--- RECORDED DATA ---
***
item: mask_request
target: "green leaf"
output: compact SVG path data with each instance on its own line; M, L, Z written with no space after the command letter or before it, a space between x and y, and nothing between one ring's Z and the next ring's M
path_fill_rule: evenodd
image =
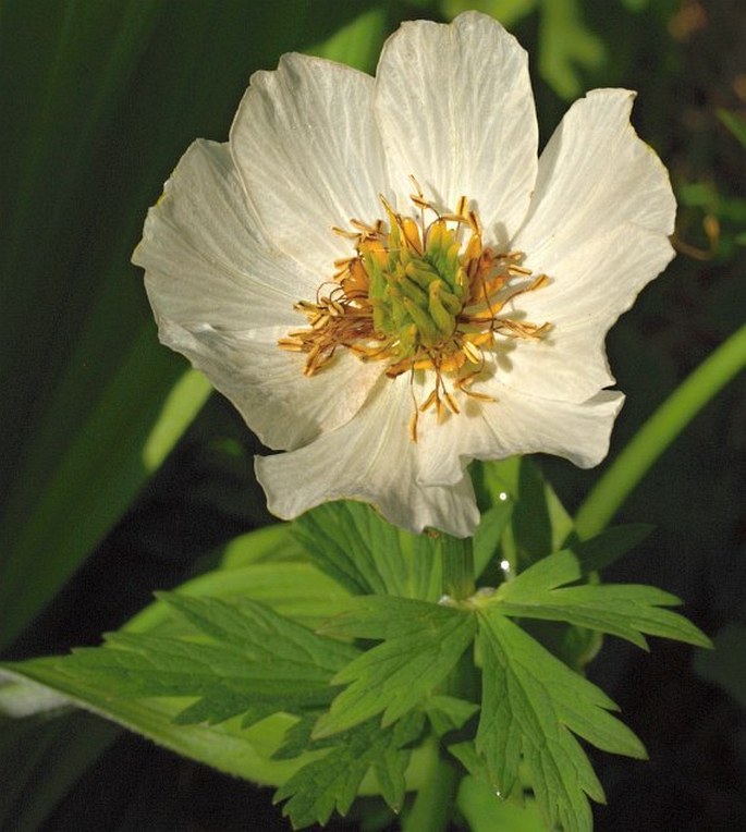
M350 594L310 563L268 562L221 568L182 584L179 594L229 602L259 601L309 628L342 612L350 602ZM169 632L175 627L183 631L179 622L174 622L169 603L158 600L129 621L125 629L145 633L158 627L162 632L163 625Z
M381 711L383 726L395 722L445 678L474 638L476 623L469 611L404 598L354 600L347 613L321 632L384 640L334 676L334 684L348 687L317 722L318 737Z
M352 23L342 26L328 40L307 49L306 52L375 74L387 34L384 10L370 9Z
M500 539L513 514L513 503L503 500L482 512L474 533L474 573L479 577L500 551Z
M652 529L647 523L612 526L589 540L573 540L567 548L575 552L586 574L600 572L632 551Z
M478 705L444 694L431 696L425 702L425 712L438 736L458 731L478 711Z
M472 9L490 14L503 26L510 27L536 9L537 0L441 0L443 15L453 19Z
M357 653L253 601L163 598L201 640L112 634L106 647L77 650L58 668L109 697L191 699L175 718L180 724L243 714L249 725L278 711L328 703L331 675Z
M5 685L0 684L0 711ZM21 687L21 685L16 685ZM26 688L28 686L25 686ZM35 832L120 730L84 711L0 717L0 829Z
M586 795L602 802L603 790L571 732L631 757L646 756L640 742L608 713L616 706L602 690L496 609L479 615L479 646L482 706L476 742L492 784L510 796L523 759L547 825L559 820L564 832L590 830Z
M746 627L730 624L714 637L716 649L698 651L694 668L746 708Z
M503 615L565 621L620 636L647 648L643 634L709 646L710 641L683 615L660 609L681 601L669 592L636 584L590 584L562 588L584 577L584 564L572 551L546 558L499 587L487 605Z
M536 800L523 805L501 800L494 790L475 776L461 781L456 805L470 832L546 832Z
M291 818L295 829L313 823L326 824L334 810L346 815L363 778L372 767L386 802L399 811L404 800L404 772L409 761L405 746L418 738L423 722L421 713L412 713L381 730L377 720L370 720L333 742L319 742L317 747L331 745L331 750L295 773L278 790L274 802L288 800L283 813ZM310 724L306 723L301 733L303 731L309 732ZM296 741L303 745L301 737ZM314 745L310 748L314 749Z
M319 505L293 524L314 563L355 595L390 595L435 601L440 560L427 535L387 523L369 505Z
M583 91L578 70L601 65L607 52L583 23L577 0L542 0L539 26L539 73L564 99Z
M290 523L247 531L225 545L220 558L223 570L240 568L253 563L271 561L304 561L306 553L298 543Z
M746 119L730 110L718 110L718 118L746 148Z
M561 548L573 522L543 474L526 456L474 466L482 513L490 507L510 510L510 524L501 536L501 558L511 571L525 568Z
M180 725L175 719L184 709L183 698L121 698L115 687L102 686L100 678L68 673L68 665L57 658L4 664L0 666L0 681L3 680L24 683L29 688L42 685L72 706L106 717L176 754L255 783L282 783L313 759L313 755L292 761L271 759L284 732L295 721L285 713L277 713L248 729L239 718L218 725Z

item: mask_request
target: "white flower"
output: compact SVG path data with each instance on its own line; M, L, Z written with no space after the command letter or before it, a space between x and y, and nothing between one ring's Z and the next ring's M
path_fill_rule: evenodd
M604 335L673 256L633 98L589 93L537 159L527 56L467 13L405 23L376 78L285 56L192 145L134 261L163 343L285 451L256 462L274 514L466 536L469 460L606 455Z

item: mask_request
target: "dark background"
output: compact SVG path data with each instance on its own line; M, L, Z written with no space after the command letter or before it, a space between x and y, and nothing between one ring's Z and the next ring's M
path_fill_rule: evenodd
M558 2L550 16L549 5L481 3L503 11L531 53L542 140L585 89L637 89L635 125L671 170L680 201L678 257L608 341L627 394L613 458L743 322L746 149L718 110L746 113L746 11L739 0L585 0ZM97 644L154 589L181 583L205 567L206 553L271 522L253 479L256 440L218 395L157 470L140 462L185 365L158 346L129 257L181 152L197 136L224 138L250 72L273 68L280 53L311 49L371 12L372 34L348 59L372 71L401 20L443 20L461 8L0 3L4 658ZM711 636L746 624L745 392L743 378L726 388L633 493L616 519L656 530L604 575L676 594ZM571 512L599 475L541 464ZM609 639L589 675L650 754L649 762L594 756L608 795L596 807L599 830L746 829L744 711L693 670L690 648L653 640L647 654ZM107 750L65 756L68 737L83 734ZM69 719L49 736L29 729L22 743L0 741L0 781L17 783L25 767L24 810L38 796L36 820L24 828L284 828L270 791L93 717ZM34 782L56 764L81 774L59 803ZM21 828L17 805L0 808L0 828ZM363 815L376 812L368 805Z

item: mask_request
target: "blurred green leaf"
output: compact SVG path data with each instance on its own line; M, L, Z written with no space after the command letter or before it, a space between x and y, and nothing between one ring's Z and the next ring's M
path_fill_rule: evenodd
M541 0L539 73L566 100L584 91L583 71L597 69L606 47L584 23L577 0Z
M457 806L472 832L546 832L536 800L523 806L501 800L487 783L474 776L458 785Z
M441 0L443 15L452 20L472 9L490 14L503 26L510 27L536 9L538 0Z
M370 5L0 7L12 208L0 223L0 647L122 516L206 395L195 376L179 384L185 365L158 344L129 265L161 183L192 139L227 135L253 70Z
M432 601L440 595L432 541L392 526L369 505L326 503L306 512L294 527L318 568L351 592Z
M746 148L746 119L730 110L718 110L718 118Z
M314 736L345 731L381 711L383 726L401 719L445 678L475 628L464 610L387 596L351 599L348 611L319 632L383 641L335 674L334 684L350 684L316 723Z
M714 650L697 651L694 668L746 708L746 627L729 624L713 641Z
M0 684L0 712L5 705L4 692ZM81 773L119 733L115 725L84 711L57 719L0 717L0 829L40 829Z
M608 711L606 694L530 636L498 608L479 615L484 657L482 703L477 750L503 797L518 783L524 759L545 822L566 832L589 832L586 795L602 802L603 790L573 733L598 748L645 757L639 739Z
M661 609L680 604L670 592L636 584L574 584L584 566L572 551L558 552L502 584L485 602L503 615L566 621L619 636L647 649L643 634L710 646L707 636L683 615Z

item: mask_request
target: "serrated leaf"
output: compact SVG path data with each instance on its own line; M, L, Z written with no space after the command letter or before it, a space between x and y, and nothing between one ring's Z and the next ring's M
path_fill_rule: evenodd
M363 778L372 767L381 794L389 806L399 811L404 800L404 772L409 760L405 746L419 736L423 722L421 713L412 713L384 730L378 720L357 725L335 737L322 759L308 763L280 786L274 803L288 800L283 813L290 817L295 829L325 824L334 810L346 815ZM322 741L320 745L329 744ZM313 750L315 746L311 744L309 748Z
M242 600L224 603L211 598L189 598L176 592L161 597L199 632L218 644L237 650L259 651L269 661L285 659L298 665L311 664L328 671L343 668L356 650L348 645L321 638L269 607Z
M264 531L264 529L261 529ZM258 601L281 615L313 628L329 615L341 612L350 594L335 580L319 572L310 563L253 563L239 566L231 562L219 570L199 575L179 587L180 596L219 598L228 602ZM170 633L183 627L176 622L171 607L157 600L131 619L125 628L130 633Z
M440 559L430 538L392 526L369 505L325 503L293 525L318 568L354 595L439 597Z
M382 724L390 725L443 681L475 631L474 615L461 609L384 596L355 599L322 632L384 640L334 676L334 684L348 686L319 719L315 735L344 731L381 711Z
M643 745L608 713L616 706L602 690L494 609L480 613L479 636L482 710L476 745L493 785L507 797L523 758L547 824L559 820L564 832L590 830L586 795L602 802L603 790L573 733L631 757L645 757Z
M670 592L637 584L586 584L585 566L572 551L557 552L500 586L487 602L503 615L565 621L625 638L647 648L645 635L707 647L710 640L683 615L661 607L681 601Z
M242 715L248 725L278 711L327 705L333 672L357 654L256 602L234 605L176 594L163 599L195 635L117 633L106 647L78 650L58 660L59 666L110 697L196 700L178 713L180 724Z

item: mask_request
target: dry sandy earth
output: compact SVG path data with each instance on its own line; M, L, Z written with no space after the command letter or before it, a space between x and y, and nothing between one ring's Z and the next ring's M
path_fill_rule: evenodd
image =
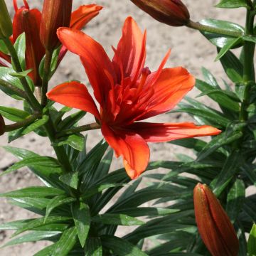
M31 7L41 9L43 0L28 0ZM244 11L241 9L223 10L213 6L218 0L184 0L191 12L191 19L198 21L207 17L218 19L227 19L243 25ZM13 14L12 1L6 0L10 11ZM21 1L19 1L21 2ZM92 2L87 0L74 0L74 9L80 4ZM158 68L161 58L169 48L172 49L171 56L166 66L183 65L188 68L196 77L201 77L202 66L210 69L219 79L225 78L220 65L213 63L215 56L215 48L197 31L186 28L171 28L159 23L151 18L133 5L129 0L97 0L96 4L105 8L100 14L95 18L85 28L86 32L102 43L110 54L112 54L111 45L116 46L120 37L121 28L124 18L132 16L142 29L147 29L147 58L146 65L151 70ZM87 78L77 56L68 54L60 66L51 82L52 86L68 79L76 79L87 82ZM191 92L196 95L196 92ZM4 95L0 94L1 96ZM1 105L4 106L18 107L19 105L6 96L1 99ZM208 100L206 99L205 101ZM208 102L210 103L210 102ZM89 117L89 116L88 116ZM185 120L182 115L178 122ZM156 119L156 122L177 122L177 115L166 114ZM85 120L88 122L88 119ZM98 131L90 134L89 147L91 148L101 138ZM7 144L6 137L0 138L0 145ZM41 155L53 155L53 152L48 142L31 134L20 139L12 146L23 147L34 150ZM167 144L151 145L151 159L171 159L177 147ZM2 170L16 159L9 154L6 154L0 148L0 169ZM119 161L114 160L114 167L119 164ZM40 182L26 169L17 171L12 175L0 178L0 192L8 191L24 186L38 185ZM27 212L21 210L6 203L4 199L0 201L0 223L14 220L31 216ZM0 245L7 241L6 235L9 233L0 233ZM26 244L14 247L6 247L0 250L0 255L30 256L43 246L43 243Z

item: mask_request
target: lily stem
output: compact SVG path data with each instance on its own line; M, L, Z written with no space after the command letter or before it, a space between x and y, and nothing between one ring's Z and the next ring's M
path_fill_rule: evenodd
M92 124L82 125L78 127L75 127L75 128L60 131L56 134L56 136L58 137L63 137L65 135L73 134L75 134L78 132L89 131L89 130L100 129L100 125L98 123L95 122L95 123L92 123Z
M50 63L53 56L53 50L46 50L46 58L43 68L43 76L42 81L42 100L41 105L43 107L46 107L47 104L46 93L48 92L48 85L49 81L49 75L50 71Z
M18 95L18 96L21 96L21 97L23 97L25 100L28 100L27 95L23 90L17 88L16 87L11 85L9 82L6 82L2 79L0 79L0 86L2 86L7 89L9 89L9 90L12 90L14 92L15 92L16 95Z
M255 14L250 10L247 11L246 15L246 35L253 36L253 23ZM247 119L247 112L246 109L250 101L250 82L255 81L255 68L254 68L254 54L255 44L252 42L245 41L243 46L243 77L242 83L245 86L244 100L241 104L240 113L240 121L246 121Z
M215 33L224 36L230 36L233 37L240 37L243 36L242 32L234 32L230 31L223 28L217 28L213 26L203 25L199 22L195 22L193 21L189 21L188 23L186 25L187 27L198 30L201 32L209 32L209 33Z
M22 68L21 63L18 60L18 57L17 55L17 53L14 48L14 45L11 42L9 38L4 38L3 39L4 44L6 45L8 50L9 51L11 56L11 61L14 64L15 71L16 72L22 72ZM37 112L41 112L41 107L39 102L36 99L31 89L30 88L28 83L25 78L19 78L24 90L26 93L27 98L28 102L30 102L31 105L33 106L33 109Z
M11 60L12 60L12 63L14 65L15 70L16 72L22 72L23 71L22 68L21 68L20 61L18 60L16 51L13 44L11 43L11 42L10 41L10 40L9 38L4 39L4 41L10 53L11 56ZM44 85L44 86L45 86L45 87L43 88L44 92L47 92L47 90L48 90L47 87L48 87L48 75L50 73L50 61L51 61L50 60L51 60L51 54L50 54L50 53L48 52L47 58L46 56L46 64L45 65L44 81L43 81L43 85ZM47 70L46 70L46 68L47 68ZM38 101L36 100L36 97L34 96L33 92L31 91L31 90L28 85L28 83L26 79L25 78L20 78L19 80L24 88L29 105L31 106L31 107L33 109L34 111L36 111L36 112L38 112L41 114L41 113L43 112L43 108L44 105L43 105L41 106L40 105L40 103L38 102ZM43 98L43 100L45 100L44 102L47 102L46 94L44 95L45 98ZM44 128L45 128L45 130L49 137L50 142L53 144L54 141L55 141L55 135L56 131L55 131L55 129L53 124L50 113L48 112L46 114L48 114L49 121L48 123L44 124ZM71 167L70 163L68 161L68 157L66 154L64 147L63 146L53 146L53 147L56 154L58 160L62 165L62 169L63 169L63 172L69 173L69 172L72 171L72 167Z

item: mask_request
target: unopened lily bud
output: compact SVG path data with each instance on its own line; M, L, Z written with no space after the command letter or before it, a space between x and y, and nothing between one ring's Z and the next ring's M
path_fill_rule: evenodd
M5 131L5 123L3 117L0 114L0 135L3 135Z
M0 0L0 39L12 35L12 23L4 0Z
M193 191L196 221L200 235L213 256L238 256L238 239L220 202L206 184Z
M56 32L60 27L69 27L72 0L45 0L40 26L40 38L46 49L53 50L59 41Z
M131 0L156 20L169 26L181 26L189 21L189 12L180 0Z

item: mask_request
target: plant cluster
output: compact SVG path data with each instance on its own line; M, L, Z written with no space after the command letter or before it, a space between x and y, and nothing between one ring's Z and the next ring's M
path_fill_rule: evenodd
***
Return, unchanged, the lines of the material from its first line through the line containing "M536 800L523 805L501", with both ends included, and leave the pictures out.

--- EXERCISE OUTPUT ---
item: mask_request
target: "green leaf"
output: compact SVG path data with each instance on its own line; M, L, Z written with no space after the command letter or before it, a space between x and y, and nothing between one ring's Z and the next ring's M
path_fill_rule: evenodd
image =
M350 594L310 563L268 562L221 568L182 584L179 594L229 602L259 601L309 628L342 612L350 602ZM169 632L175 627L183 631L179 622L174 622L169 603L158 600L129 621L125 629L145 633L158 627L162 632L163 625Z
M381 711L383 726L395 722L445 678L474 638L476 623L469 611L404 598L354 600L347 613L321 632L384 640L334 676L334 684L348 687L317 722L318 737Z
M352 23L342 26L328 40L307 49L306 52L375 74L387 34L384 10L370 9Z
M500 539L513 514L513 503L503 500L482 512L474 533L474 573L479 577L500 551Z
M652 529L647 523L612 526L589 540L573 540L567 548L575 552L586 574L600 572L632 551Z
M478 705L444 694L431 696L425 702L425 712L438 736L458 731L478 711Z
M472 9L490 14L503 26L510 27L536 9L537 0L441 0L443 15L453 19Z
M357 653L253 601L163 598L201 640L112 634L106 647L77 650L58 668L109 697L191 699L175 718L180 724L243 714L249 725L278 711L328 703L331 675Z
M5 685L0 684L0 711ZM21 687L21 685L16 685ZM26 688L28 686L25 686ZM35 832L120 730L84 711L0 717L0 829Z
M586 795L602 802L603 790L571 732L631 757L646 756L640 742L608 713L616 706L602 690L496 609L479 615L479 646L482 706L476 742L492 784L510 796L523 759L547 825L559 820L564 832L590 830Z
M746 627L730 624L714 637L716 649L698 651L694 668L746 708Z
M503 615L565 621L620 636L647 648L643 634L709 646L710 641L683 615L660 609L681 601L669 592L636 584L590 584L562 588L584 577L584 564L572 551L546 558L499 587L487 605Z
M536 800L523 805L501 800L494 790L475 776L461 781L456 805L470 832L546 832Z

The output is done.